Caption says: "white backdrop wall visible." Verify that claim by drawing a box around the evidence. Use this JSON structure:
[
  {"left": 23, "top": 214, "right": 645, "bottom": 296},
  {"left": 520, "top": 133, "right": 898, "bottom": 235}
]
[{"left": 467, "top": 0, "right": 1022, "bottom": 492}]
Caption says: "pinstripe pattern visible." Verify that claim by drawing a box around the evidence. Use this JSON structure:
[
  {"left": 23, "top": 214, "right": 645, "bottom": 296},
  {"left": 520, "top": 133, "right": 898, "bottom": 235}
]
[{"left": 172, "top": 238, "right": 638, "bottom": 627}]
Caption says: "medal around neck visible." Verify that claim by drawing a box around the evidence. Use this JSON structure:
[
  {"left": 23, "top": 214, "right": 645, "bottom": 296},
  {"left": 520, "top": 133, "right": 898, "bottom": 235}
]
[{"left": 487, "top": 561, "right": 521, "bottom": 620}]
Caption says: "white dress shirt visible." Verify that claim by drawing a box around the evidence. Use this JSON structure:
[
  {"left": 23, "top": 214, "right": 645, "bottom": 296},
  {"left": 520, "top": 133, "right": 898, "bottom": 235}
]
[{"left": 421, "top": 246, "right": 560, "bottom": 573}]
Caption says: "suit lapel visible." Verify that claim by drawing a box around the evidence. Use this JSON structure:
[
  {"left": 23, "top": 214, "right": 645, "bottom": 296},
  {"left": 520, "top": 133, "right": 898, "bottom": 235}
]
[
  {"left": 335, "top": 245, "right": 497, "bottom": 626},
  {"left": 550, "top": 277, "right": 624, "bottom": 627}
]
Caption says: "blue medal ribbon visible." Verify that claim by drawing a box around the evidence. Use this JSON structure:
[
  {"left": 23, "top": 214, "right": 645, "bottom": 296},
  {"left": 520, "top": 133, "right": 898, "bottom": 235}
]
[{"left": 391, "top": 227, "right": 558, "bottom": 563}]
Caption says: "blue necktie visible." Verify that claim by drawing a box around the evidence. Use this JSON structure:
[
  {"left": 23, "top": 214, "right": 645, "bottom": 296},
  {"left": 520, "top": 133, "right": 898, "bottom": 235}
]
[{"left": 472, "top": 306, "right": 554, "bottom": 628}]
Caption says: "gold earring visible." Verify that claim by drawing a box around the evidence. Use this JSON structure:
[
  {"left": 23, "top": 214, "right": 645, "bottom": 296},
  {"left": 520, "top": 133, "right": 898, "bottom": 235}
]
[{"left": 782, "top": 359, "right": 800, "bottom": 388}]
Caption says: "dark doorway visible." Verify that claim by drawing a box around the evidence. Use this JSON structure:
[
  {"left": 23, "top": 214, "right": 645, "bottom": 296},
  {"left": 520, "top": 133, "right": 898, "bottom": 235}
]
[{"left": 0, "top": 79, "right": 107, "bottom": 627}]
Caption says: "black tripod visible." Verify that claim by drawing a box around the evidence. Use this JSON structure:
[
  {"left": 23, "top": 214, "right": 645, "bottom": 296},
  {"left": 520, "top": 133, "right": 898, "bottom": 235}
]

The exercise>
Show each line above that contains the word "white".

The solution>
Caption says: "white backdrop wall visible." Verify that claim by drawing a box around the evidence. Use this JSON structure:
Caption says: "white dress shirt visible." Verify that claim by drawing a box around the evidence. Use this JSON structure:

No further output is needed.